■ **What to work on**
Update the Ash Wednesday passage, starting at "I was somewhat" and ending at "Yes.  And, yes.", so that "noon day" reads "midday".

■ **Passage shown**
*** Block opens ***
I was somewhat incredulous.  No Christmas?  No Easter?  Just Ash Wednesday?  

And, believe it or not, it was quite literally the best attended Ash Wednesday liturgy I have ever experienced.  Hundreds of people came--patients, families, staff.  Those who could not attend the noon day service knew that we would come to each floor of the hospital carrying our ashes and inscribe a dusty cross upon anyone who requested one.     

I was literally stopped in the hallway again and again.  Do you have ashes?  Do you have ashes?  Can we still get ashes?  

Yes.  Yes.  And, yes.  

“Remember that you are dust and to dust you shall return” as I carefully swept my thumb down and then across the solemnly presented forehead.

That was it.  A liturgy consisting of a mere 11 words and a single liturgical action.  

It could have felt out of context.  It could have felt like a mechanical action devoid of meaning.  But, it didn’t. 

The context  was a place which averaged two deaths a week.  The action was each pulse of an artery, every IV placed, the sweep of mops, and every carefully inscribed note in medical charts heavier than the lives they chronicled.  The liturgy of breath and hope, of death and resurrection.  

Is it any wonder then that nurses would crowd around as I carried my small pouch of ashes?  

Each to each and one by one.  In a hospital containing thousands, the only ministry that day, barring emergencies, was the administration of the ashes.

I have long imagined that part of the inspiration to receive ashes in this setting was the desire to be reminded that death does not win, that there is something more and greater.  That when providers are faced with the reality that not all lives can be saved they might be reminded that we all face the same limits of our mortality.  There are times when breath cannot be breathed back into the body and I imagined that the ashes served as a reminder of God’s care when those we have loved or served move beyond our care.  

From dust to birth, from birth to life, from life to dust.  

We could stop here, we could sit with that truth of dustness of ashness of the reality that  we come of the earth and return to the earth and that those we do not leave will leave us.  

But, that’s not the end of the story.  

Because those ashes trace the same line as the chrism of our baptism.  The oil traced in cruciform and the ashy remnants of our celebration cannot be separated.  Life and death juxtaposed in the creases and wrinkles and pores of our foreheads.

Ashes and oil, oil and ashes.  The themes of baptism and Ash Wednesday intermingle--restoration, reconciliation, community.  We are the household of God, and, in wearing these ashes, we are called to remember the mandate that concludes the baptismal liturgy

“We receive you into the household of God. Confess the faith
of Christ crucified, proclaim his resurrection, and share with
us in his eternal priesthood.”

There is work to be done.  

And thus, in this moment, I imagine something new.  Those nurses, those doctors, the staff, the patients and the families.  They carried their ashes amongst the tiny inhabitants of the neonatal intensive care unit, they pulled down surgical caps, adjusted wires and tubing, soothed and comforted, listened and worked.  Those who bore ashes stood watching and waiting and weeping.  The quick anointing with earth in the rush of the hallway became a reminder of their calling.  Those ashes were ashes of new life, ashes of promise and of hope.  

In the hospital, there were hundreds carrying those ashes--and now I see more clearly that in the cross they carried, they shared in the eternal priesthood, shared in joy and sorrow, shared the burden, shared the pain and shared the hope.  In those ashes there was the reminder that we may have nothing but we possess everything.  

We possess everything, we have all that we need, and we do not stand alone.  

Do you believe it?  Do you believe that the ashes can make us whole?  

Blow the trumpet in Zion; sanctify a fast; call a solemn assembly; gather the people. Sanctify the congregation; assemble the aged; gather the children, even infants at the breast.  

There is work to be done and we shall do it together.
*** Block closes ***
■ **Source material**
*** Block opens ***
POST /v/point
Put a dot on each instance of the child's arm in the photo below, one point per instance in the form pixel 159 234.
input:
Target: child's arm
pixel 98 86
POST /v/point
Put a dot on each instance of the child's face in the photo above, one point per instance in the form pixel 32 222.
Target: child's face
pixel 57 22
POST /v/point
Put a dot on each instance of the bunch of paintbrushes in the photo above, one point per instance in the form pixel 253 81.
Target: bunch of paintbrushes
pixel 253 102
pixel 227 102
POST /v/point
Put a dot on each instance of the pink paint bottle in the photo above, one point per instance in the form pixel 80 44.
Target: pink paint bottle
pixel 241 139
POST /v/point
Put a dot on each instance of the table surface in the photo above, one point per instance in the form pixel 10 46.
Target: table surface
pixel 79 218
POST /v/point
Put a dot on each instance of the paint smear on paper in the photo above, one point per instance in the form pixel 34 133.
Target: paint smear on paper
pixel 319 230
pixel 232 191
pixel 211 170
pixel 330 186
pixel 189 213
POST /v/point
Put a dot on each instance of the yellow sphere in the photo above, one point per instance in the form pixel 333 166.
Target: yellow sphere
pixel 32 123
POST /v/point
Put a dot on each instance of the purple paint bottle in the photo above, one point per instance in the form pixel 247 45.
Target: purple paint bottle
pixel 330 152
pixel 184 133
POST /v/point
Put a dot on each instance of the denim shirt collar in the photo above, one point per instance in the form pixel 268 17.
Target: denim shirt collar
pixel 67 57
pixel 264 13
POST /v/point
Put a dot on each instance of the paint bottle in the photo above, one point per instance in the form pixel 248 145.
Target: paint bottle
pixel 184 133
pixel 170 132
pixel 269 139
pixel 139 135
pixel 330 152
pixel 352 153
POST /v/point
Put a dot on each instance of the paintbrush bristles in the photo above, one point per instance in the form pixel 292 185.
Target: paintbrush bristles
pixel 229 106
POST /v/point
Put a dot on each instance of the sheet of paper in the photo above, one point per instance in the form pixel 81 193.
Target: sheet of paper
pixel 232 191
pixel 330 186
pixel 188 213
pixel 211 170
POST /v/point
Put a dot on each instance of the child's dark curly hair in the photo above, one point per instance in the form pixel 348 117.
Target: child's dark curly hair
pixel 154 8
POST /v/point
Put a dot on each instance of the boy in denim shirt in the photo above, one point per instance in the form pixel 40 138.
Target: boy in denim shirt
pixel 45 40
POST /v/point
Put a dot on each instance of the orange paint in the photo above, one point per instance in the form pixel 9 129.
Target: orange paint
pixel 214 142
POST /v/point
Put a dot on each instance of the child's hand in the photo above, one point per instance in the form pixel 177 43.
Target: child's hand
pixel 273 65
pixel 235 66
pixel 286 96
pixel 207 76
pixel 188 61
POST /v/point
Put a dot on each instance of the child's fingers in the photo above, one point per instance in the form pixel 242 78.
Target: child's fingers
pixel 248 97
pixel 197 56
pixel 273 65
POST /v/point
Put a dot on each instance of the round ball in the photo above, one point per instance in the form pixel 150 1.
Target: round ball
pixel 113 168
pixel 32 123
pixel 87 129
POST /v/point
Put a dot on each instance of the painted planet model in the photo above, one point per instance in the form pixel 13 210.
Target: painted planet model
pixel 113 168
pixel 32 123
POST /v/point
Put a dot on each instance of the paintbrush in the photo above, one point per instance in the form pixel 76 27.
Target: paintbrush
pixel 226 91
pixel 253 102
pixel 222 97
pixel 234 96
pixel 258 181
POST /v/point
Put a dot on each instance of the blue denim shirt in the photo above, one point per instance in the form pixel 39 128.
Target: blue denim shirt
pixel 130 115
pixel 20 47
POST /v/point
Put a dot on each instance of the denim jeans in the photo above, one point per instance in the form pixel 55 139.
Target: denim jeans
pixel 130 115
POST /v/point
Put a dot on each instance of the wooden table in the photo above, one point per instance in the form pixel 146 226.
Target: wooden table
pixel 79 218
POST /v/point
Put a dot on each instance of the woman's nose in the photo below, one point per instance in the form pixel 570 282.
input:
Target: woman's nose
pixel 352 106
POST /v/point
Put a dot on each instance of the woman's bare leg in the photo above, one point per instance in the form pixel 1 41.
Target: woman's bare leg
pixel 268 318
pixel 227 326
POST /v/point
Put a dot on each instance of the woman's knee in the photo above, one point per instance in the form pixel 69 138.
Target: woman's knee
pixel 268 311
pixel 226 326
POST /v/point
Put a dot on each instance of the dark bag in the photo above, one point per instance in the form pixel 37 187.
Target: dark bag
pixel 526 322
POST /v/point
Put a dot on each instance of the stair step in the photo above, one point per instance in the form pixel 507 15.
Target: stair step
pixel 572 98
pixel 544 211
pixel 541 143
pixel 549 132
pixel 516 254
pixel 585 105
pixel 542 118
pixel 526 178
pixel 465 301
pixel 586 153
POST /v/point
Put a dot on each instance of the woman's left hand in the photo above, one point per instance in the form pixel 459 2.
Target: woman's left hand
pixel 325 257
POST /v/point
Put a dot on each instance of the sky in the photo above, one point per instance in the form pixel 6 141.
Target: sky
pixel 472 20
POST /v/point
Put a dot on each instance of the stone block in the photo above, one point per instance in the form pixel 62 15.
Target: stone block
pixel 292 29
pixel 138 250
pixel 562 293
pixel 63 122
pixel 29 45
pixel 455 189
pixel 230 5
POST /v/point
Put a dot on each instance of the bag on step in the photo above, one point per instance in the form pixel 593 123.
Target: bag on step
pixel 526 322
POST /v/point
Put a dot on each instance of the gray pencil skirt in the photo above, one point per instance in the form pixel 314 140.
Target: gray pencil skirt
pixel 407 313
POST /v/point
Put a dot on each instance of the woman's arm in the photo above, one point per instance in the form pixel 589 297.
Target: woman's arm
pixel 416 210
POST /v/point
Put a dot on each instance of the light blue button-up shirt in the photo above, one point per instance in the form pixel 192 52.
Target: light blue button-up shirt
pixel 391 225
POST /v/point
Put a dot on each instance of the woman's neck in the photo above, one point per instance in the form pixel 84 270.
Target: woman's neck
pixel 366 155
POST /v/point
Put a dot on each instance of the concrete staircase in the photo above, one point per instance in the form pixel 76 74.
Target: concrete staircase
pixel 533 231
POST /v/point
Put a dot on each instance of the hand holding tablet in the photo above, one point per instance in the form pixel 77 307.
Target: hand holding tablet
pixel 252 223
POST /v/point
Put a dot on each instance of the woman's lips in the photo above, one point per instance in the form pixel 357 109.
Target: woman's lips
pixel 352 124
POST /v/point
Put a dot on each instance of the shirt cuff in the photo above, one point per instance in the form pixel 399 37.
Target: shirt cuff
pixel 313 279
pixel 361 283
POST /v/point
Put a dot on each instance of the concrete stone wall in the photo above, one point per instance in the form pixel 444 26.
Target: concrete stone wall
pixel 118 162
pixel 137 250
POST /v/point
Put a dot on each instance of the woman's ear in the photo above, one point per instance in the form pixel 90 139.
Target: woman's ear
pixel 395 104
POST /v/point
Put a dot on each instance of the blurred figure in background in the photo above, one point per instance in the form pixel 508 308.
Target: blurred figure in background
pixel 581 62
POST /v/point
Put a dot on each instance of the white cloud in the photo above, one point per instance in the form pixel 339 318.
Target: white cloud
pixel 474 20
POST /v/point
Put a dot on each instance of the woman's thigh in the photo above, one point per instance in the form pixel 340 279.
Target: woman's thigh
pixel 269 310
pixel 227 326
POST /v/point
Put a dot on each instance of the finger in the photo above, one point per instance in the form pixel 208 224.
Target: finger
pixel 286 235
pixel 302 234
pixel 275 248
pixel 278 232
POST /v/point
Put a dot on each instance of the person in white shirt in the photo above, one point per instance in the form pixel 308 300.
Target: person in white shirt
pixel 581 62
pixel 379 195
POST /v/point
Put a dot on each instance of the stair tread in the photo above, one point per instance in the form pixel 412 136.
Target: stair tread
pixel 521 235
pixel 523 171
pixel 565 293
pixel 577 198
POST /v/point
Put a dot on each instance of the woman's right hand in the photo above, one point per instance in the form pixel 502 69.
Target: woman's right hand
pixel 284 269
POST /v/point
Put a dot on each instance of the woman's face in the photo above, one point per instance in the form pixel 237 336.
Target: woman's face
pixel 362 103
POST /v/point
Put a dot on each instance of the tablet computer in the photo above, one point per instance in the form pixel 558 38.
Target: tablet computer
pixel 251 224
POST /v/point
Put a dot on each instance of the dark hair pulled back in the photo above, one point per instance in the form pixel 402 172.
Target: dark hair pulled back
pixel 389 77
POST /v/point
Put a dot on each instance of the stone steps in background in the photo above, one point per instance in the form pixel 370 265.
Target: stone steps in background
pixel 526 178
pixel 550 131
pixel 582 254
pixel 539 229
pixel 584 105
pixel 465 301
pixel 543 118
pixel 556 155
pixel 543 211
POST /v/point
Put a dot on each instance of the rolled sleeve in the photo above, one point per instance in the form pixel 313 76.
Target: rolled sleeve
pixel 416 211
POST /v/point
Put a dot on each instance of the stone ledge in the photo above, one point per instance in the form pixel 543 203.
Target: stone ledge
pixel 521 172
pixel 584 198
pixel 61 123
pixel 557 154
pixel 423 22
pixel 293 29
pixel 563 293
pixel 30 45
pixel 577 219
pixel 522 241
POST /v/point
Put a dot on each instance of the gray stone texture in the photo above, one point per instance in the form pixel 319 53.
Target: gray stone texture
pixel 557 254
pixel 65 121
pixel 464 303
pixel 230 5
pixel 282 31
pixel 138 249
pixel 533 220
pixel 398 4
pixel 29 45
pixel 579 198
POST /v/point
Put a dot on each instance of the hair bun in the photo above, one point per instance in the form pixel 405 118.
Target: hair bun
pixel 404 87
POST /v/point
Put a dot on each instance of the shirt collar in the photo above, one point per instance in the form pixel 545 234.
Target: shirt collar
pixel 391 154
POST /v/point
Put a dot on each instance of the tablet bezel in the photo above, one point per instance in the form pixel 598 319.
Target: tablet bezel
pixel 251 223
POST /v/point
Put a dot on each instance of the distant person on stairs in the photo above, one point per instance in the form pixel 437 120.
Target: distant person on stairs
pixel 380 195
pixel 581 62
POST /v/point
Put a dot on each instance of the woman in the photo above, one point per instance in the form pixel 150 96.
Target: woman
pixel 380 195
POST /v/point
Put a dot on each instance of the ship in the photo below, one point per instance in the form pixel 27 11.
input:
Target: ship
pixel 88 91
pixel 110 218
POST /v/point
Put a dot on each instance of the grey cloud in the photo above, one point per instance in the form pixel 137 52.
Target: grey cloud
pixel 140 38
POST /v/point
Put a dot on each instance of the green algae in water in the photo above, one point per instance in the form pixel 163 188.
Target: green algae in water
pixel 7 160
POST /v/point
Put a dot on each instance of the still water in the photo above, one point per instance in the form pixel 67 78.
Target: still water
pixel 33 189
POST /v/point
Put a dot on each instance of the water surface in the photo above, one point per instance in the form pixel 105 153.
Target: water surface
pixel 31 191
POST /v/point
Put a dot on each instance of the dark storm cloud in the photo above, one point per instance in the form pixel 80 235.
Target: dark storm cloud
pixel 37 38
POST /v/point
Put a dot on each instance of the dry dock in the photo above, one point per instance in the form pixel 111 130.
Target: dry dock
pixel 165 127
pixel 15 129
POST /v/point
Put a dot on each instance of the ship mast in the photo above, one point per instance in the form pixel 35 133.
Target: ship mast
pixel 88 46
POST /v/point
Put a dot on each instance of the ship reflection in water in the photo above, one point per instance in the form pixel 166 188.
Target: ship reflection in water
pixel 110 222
*** Block closes ***
■ **Worked solution**
I was somewhat incredulous.  No Christmas?  No Easter?  Just Ash Wednesday?  

And, believe it or not, it was quite literally the best attended Ash Wednesday liturgy I have ever experienced.  Hundreds of people came--patients, families, staff.  Those who could not attend the midday service knew that we would come to each floor of the hospital carrying our ashes and inscribe a dusty cross upon anyone who requested one.     

I was literally stopped in the hallway again and again.  Do you have ashes?  Do you have ashes?  Can we still get ashes?  

Yes.  Yes.  And, yes.